Object position labeling entries:
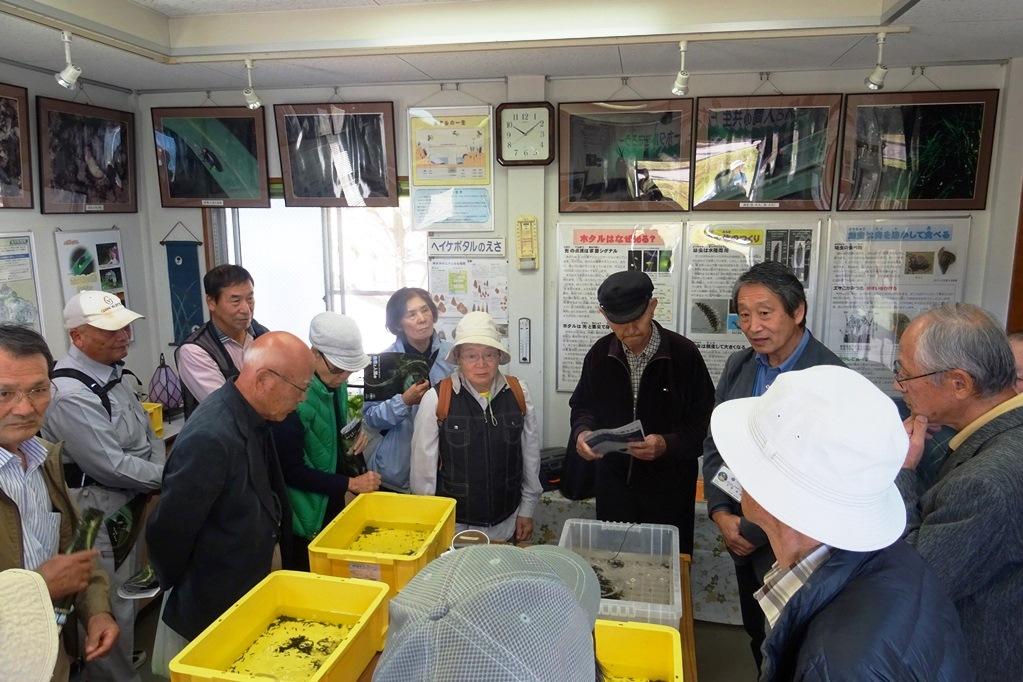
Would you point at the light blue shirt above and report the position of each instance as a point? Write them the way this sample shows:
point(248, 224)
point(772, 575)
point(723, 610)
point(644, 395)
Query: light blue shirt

- Problem details: Reproduce every line of the entries above verbatim, omitting the pictures.

- Answer to this task:
Would you point at the light blue shirt above and report the position of each instance as a point? Write them the way this sample shows:
point(248, 224)
point(772, 575)
point(723, 610)
point(644, 395)
Query: light blue shirt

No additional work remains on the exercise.